:: Collected data ::
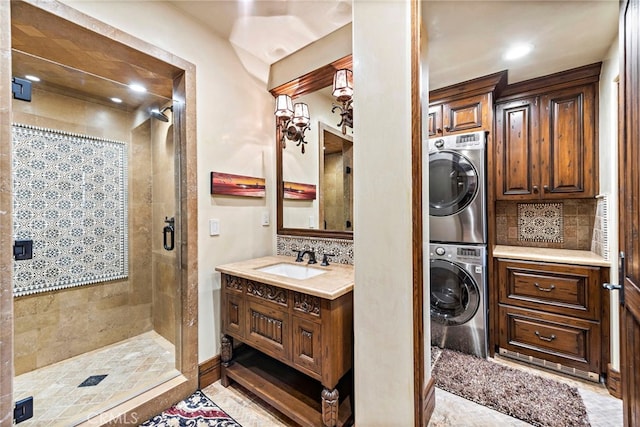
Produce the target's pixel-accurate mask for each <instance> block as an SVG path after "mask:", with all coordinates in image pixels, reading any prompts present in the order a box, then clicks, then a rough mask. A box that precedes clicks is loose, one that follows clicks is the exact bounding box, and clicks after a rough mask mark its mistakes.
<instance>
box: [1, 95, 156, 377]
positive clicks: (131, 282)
mask: <svg viewBox="0 0 640 427" xmlns="http://www.w3.org/2000/svg"><path fill="white" fill-rule="evenodd" d="M12 109H13V117H12V121H13V122H15V123H23V124H28V125H32V126H38V127H44V128H51V129H57V130H61V131H65V132H72V133H79V134H84V135H91V136H96V137H103V138H108V139H116V140H120V141H129V142H130V143H131V144H130V148H129V155H130V161H129V168H130V170H131V171H138V173H136V174H133V173H131V174H130V176H129V197H130V207H131V208H132V209H131V210H130V211H131V212H136V214H135V215H130V217H129V227H130V229H129V232H130V235H129V250H130V253H131V254H135V259H134V260H132V259H131V258H130V260H129V265H130V268H129V278H128V280H127V279H125V280H119V281H111V282H104V283H98V284H95V285H87V286H80V287H77V288H71V289H63V290H59V291H52V292H45V293H42V294H36V295H31V296H25V297H18V298H14V316H15V317H14V365H15V373H16V375H19V374H21V373H24V372H28V371H31V370H33V369H36V368H38V367H41V366H46V365H49V364H51V363H55V362H58V361H60V360H64V359H67V358H69V357H72V356H75V355H78V354H81V353H84V352H87V351H91V350H94V349H96V348H100V347H103V346H105V345H108V344H112V343H114V342H117V341H120V340H123V339H126V338H129V337H132V336H135V335H138V334H140V333H142V332H145V331H148V330H151V329H152V323H151V322H152V318H151V313H152V304H153V299H152V288H151V283H152V282H151V275H150V273H149V271H150V268H149V266H150V265H151V253H150V251H149V247H150V243H149V242H148V241H147V239H148V238H149V237H148V236H149V232H148V227H149V224H150V223H151V210H150V209H146V208H143V206H144V201H147V203H148V197H150V196H151V194H150V187H149V184H150V178H149V177H148V176H147V177H144V175H145V174H141V173H139V171H142V170H147V171H150V170H151V153H150V151H151V150H150V147H149V139H148V130H142V131H141V133H139V134H137V135H136V134H135V133H134V134H133V136H132V133H131V127H132V119H131V115H130V114H129V113H126V112H124V111H122V110H119V109H115V108H109V107H104V106H101V105H97V104H93V103H89V102H86V101H82V100H79V99H76V98H71V97H67V96H64V95H59V94H54V93H51V92H46V91H42V90H39V89H37V88H34V90H33V102H31V103H26V102H22V101H17V100H14V101H13V104H12ZM134 154H135V155H134ZM147 175H148V174H147ZM141 202H142V204H141ZM136 203H137V204H138V205H136V207H134V205H135V204H136ZM132 261H133V262H132Z"/></svg>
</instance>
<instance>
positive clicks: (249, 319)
mask: <svg viewBox="0 0 640 427" xmlns="http://www.w3.org/2000/svg"><path fill="white" fill-rule="evenodd" d="M246 316H247V317H246V322H247V328H246V336H245V340H246V342H247V343H248V344H251V345H252V346H254V347H256V348H257V349H259V350H261V351H263V352H265V353H267V354H269V355H270V356H273V357H276V358H281V359H285V360H287V359H290V348H291V347H290V345H289V342H290V341H289V340H290V336H291V335H290V332H289V323H288V317H289V316H288V313H287V312H286V311H283V310H282V309H278V308H277V307H274V306H272V305H271V304H260V303H258V302H254V301H247V311H246Z"/></svg>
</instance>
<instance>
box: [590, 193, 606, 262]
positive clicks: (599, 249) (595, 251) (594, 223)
mask: <svg viewBox="0 0 640 427" xmlns="http://www.w3.org/2000/svg"><path fill="white" fill-rule="evenodd" d="M591 252H594V253H596V254H598V255H600V256H601V257H603V258H604V259H605V260H609V198H608V197H607V196H599V198H598V202H597V205H596V216H595V220H594V223H593V235H592V236H591Z"/></svg>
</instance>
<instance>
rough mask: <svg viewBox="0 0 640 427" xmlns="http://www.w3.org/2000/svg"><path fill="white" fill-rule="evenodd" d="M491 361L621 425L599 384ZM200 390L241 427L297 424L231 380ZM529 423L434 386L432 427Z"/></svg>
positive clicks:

:: WORK REQUEST ::
Rewrite all the rows above, substituting "foreground clicks" for every occurrence of "positive clicks" and changing nothing else. Leave the pictures out of your answer.

:: RESPONSE TO THE TASK ::
Produce the target's pixel-accurate mask for each <instance> block as an SVG path after "mask:", with all coordinates in image pixels, reading any prompts present in the order a box, then clicks, then a rough mask. A box that precedes clicks is loose, one that follows clicks is the exact bounding box, and clicks after a rough mask mark its mistakes.
<instance>
box: [1, 95, 156, 377]
foreground clicks: (131, 282)
mask: <svg viewBox="0 0 640 427" xmlns="http://www.w3.org/2000/svg"><path fill="white" fill-rule="evenodd" d="M12 109H13V117H12V121H13V122H15V123H23V124H28V125H32V126H38V127H44V128H51V129H57V130H61V131H65V132H72V133H79V134H84V135H91V136H96V137H103V138H108V139H116V140H120V141H129V142H130V143H131V144H130V148H129V155H130V161H129V168H130V170H131V171H138V173H136V174H133V173H131V174H130V176H129V197H130V207H131V208H132V209H131V210H130V211H131V212H136V214H135V215H130V217H129V227H130V229H129V232H130V235H129V250H130V253H131V254H135V259H134V260H132V259H131V258H130V260H129V265H130V268H129V278H128V280H127V279H125V280H119V281H111V282H104V283H98V284H95V285H87V286H80V287H77V288H71V289H63V290H59V291H52V292H45V293H42V294H36V295H31V296H25V297H18V298H14V316H15V317H14V365H15V373H16V375H19V374H21V373H24V372H28V371H31V370H33V369H36V368H38V367H41V366H46V365H49V364H51V363H55V362H58V361H60V360H64V359H67V358H69V357H72V356H75V355H78V354H81V353H84V352H87V351H91V350H94V349H96V348H100V347H103V346H105V345H108V344H112V343H114V342H117V341H120V340H123V339H126V338H129V337H132V336H135V335H138V334H140V333H142V332H145V331H148V330H151V329H152V323H151V322H152V318H151V313H152V304H153V299H152V288H151V283H152V282H151V275H150V273H149V271H150V268H149V266H150V265H151V253H150V251H149V247H150V243H149V242H148V241H147V239H148V238H149V237H148V236H149V232H148V227H149V224H150V223H151V210H150V209H146V208H143V206H144V201H147V203H148V197H150V196H151V194H150V187H149V184H150V178H149V177H148V176H147V177H144V175H145V174H141V173H139V171H142V170H147V171H150V170H151V153H150V151H151V150H150V147H149V139H148V130H142V131H141V133H139V134H137V135H136V134H135V133H134V134H133V136H132V133H131V127H132V119H131V115H130V114H129V113H126V112H124V111H122V110H119V109H115V108H109V107H104V106H101V105H97V104H93V103H89V102H86V101H82V100H79V99H76V98H71V97H67V96H64V95H59V94H54V93H51V92H46V91H42V90H39V89H37V88H34V90H33V102H31V103H26V102H22V101H17V100H14V101H13V104H12ZM134 154H135V155H134ZM147 175H148V174H147ZM141 202H142V204H141ZM136 203H137V204H138V205H136V207H134V205H135V204H136ZM132 261H133V262H132Z"/></svg>
</instance>
<instance>
foreground clicks: (249, 319)
mask: <svg viewBox="0 0 640 427" xmlns="http://www.w3.org/2000/svg"><path fill="white" fill-rule="evenodd" d="M246 316H247V317H246V322H247V328H246V336H245V340H246V342H247V343H248V344H251V345H252V346H254V347H256V348H257V349H259V350H261V351H263V352H265V353H267V354H269V355H270V356H273V357H276V358H281V359H285V360H287V359H290V348H291V347H290V345H289V342H290V341H289V340H290V336H291V335H290V332H289V323H288V317H289V316H288V313H287V312H286V311H283V310H282V309H278V308H277V307H274V306H272V305H271V304H260V303H258V302H254V301H247V311H246Z"/></svg>
</instance>
<instance>
box: [590, 193, 606, 262]
foreground clicks: (599, 249) (595, 251) (594, 223)
mask: <svg viewBox="0 0 640 427" xmlns="http://www.w3.org/2000/svg"><path fill="white" fill-rule="evenodd" d="M591 252H594V253H596V254H598V255H600V256H601V257H603V258H604V259H605V260H609V198H608V197H607V196H599V198H598V202H597V205H596V216H595V220H594V223H593V235H592V236H591Z"/></svg>
</instance>
<instance>
rough mask: <svg viewBox="0 0 640 427" xmlns="http://www.w3.org/2000/svg"><path fill="white" fill-rule="evenodd" d="M491 361L621 425L599 384ZM200 390L241 427L297 424L231 380ZM529 423L434 386L432 427Z"/></svg>
foreground clicks:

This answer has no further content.